• _Try it_: Your task is to repeat the listing exactly.

• _Entries supplied_:
Content starts
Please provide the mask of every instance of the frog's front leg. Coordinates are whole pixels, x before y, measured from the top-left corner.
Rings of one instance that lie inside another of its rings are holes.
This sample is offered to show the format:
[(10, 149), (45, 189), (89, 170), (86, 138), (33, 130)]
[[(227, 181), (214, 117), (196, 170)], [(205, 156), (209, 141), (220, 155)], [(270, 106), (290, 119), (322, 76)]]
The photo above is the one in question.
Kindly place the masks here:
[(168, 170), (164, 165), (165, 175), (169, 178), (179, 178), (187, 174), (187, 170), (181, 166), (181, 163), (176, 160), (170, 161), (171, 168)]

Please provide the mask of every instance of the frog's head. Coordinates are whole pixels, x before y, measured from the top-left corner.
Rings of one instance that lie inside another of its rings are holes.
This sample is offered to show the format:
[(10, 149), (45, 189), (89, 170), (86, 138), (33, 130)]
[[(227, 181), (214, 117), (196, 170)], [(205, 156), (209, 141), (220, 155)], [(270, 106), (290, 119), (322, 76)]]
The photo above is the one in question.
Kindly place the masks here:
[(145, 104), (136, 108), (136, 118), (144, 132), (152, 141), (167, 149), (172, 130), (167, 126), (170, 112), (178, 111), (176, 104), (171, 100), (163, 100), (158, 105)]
Content ends
• _Written response_:
Please provide the mask of every instance of the frog's front leg. Coordinates are whole pixels, x before y, measured from the top-left corner.
Rings of one instance that lie inside another of its rings are holes.
This sample is offered to show the format:
[(10, 149), (45, 189), (89, 170), (86, 138), (33, 130)]
[[(227, 181), (214, 117), (196, 170)], [(205, 156), (209, 141), (220, 155)], [(270, 106), (290, 119), (322, 76)]]
The photo above is the one in question.
Kindly place the masks here:
[(168, 170), (164, 165), (165, 175), (169, 178), (179, 178), (187, 174), (187, 170), (181, 166), (181, 163), (176, 160), (170, 161), (171, 168)]

Please provide the mask of every instance of the frog's head. Coordinates are whole pixels, x before y, measured from the top-left corner.
Rings of one instance that lie inside another of its rings are holes.
This sample is offered to show the format:
[(10, 149), (45, 189), (89, 170), (86, 138), (33, 130)]
[[(227, 181), (214, 117), (196, 170)], [(205, 156), (209, 141), (220, 155)], [(270, 106), (290, 119), (322, 76)]]
The photo above is the one in question.
Kindly place the masks here:
[(145, 104), (136, 108), (136, 118), (144, 132), (152, 141), (167, 149), (172, 130), (167, 126), (170, 112), (178, 111), (176, 104), (171, 100), (163, 100), (158, 105)]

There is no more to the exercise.